_DIRECTIVE_
Please list every line in the entries below that contains the word "hedge", treating uppercase and lowercase as different.

_PROVIDED DATA_
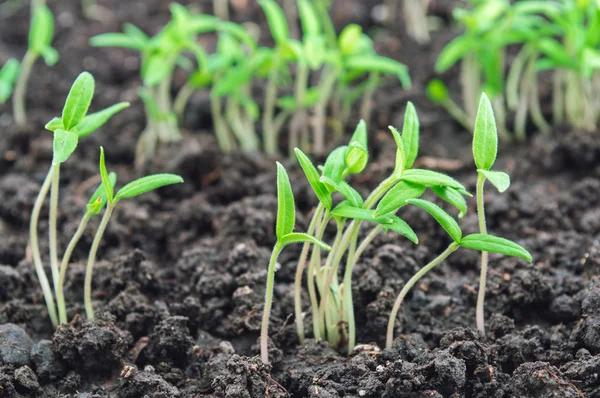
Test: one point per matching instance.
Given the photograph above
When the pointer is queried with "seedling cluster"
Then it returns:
(331, 300)
(75, 123)
(561, 38)
(348, 65)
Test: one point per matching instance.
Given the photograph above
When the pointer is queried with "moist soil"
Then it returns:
(179, 285)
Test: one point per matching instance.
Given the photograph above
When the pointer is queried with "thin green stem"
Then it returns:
(35, 248)
(87, 289)
(21, 88)
(484, 255)
(264, 329)
(60, 297)
(392, 320)
(300, 271)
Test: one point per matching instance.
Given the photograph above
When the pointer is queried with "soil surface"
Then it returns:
(179, 285)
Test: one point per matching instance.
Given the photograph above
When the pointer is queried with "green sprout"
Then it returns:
(73, 124)
(286, 219)
(8, 76)
(130, 190)
(40, 39)
(485, 148)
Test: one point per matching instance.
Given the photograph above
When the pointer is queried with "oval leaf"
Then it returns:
(94, 121)
(397, 197)
(64, 144)
(485, 136)
(443, 218)
(286, 212)
(296, 237)
(494, 244)
(78, 101)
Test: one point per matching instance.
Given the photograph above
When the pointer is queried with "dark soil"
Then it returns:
(179, 284)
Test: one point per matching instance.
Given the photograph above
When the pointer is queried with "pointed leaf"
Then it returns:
(99, 198)
(296, 237)
(78, 101)
(147, 184)
(108, 187)
(431, 179)
(397, 197)
(443, 218)
(286, 211)
(410, 135)
(94, 121)
(313, 177)
(64, 144)
(452, 196)
(494, 244)
(485, 136)
(499, 179)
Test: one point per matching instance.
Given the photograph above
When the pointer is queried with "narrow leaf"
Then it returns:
(313, 177)
(286, 212)
(108, 187)
(485, 136)
(94, 121)
(443, 218)
(397, 197)
(147, 184)
(78, 101)
(64, 144)
(296, 237)
(494, 244)
(499, 179)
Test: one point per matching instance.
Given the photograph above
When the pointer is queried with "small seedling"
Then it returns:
(40, 39)
(286, 219)
(73, 124)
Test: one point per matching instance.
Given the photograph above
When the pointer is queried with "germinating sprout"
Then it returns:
(73, 124)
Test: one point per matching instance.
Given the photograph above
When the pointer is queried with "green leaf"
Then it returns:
(54, 124)
(437, 91)
(63, 146)
(376, 63)
(78, 101)
(276, 20)
(42, 29)
(452, 196)
(286, 212)
(443, 218)
(357, 154)
(410, 135)
(485, 136)
(313, 177)
(99, 198)
(498, 179)
(400, 226)
(108, 188)
(431, 179)
(94, 121)
(397, 197)
(296, 237)
(349, 193)
(147, 184)
(308, 18)
(494, 244)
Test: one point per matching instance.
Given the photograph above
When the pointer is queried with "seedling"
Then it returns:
(286, 219)
(8, 76)
(40, 39)
(130, 190)
(74, 124)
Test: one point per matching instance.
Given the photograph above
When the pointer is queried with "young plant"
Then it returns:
(8, 76)
(286, 219)
(74, 124)
(40, 39)
(130, 190)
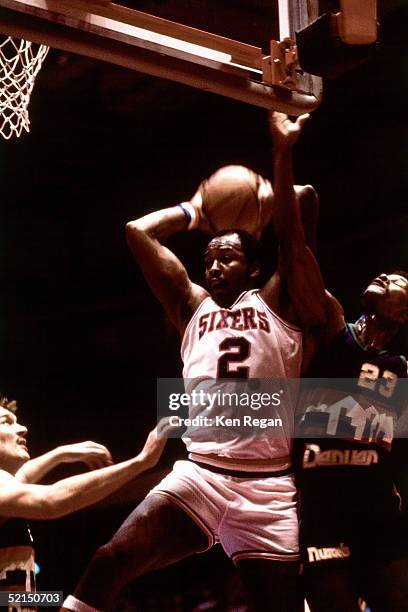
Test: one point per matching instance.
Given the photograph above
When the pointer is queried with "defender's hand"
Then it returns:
(93, 454)
(155, 443)
(284, 131)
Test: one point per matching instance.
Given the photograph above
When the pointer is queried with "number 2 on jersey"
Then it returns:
(236, 350)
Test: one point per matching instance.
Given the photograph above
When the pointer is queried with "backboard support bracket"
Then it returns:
(144, 43)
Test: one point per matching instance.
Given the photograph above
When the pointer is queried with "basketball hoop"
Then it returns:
(20, 62)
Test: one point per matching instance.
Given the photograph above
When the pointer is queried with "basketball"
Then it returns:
(235, 197)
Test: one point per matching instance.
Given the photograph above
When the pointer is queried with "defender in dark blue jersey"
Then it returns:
(353, 529)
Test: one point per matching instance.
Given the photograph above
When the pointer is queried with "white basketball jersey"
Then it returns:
(246, 341)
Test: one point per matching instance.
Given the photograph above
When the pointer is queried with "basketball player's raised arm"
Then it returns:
(94, 455)
(298, 264)
(166, 275)
(41, 502)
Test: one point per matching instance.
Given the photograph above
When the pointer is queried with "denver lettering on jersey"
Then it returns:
(240, 319)
(315, 457)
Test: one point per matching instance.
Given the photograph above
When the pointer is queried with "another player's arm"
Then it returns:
(298, 264)
(41, 502)
(164, 272)
(91, 453)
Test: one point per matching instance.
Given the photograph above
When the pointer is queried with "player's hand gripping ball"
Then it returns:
(236, 197)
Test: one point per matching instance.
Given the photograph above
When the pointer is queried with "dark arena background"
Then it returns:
(82, 338)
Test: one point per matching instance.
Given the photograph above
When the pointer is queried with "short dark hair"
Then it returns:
(8, 404)
(250, 245)
(401, 273)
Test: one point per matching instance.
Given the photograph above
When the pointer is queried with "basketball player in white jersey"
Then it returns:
(240, 493)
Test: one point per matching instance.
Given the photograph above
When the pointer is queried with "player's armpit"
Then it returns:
(164, 272)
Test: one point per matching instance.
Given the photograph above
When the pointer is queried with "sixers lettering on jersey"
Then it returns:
(239, 319)
(221, 345)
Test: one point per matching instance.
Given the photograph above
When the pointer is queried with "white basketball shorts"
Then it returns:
(249, 517)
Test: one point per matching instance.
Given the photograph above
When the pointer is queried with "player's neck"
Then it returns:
(373, 332)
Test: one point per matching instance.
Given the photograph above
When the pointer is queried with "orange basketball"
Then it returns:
(233, 197)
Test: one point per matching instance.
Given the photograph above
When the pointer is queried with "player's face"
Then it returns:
(387, 296)
(13, 444)
(226, 269)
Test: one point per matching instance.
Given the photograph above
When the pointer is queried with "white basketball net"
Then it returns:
(20, 62)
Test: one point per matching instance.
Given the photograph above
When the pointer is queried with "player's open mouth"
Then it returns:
(217, 283)
(379, 283)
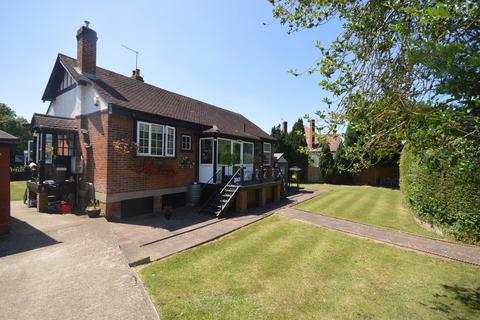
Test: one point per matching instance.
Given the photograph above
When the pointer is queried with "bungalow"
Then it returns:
(139, 146)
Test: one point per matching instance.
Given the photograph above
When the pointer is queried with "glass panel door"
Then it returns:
(205, 168)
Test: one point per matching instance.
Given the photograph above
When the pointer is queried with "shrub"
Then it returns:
(449, 200)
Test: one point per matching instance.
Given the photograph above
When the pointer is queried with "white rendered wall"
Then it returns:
(79, 100)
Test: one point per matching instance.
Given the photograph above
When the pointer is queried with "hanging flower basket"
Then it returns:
(186, 163)
(154, 169)
(124, 146)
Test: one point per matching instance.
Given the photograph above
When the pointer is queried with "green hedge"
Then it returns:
(445, 199)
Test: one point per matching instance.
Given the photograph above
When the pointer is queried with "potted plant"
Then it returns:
(93, 209)
(167, 212)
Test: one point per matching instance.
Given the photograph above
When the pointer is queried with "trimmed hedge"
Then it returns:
(444, 199)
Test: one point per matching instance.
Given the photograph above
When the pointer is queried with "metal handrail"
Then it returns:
(214, 175)
(221, 191)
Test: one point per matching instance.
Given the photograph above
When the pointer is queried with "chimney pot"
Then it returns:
(136, 75)
(87, 49)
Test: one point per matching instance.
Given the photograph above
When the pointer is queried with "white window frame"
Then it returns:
(253, 152)
(189, 142)
(267, 161)
(164, 148)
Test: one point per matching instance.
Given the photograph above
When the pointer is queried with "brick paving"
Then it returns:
(445, 249)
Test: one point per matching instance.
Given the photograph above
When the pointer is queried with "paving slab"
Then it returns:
(66, 267)
(152, 237)
(465, 253)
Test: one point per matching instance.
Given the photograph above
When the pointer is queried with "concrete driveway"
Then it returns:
(66, 267)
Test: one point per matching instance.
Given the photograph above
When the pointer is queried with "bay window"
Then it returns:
(155, 140)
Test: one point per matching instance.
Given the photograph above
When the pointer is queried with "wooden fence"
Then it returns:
(18, 173)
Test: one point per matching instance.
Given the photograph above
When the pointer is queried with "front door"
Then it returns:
(205, 168)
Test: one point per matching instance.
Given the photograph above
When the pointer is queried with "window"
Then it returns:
(65, 143)
(170, 142)
(224, 151)
(186, 142)
(247, 153)
(206, 151)
(155, 140)
(48, 148)
(67, 81)
(267, 153)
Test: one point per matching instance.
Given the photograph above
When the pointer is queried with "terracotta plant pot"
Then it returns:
(65, 207)
(93, 212)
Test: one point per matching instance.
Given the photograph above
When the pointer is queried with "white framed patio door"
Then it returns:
(242, 153)
(206, 157)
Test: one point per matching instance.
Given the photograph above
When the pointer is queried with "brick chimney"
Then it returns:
(136, 75)
(312, 128)
(87, 49)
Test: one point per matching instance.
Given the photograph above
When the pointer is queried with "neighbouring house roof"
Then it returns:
(333, 140)
(7, 138)
(122, 91)
(42, 121)
(279, 157)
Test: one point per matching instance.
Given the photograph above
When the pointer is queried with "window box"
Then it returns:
(155, 140)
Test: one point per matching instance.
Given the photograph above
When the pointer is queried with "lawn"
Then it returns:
(280, 268)
(17, 189)
(370, 205)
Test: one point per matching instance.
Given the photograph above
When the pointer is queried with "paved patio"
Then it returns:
(150, 237)
(66, 267)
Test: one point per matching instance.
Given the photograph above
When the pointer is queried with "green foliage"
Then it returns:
(326, 163)
(406, 72)
(17, 126)
(293, 145)
(400, 71)
(449, 200)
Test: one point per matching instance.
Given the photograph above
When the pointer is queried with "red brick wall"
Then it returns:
(4, 188)
(95, 157)
(123, 175)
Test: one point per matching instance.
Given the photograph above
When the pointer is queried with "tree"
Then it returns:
(17, 126)
(401, 71)
(326, 163)
(293, 145)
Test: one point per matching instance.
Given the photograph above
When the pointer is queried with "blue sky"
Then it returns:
(215, 51)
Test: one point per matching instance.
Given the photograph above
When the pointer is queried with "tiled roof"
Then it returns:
(40, 121)
(122, 91)
(333, 140)
(6, 137)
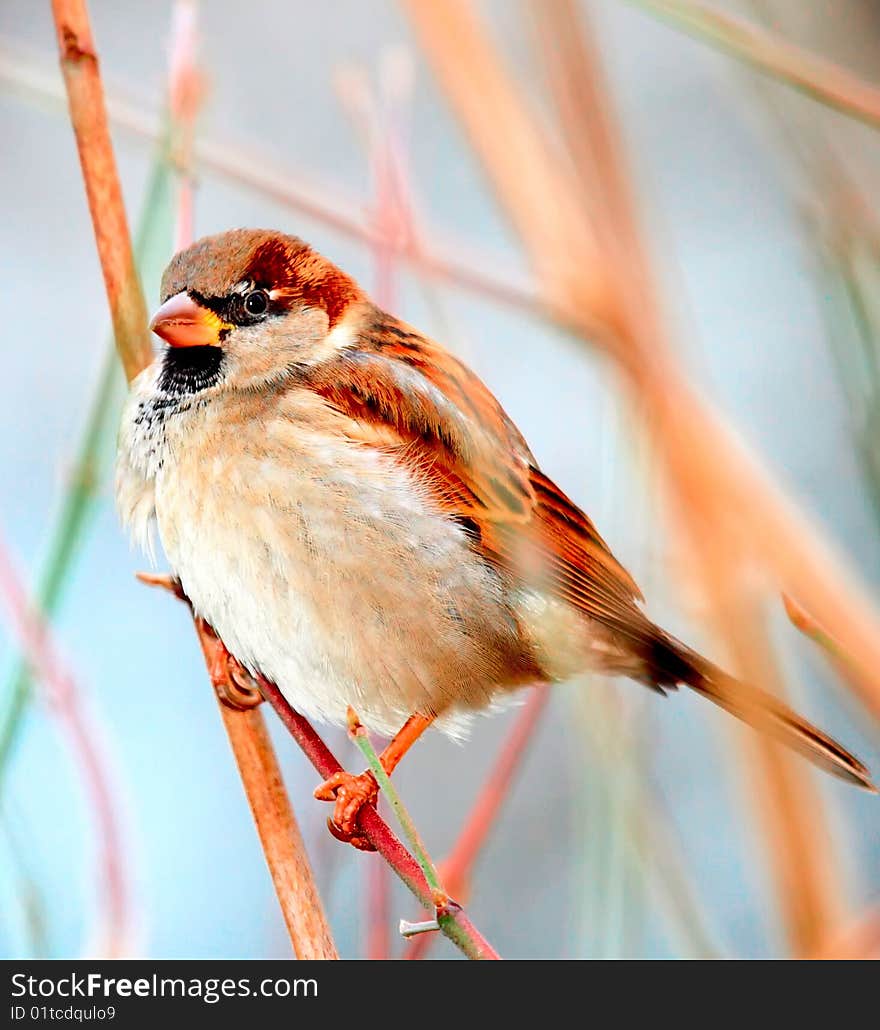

_THE RESULT_
When the pointer is queried with "green hedge"
When the pointer is queried with "trimmed hedge"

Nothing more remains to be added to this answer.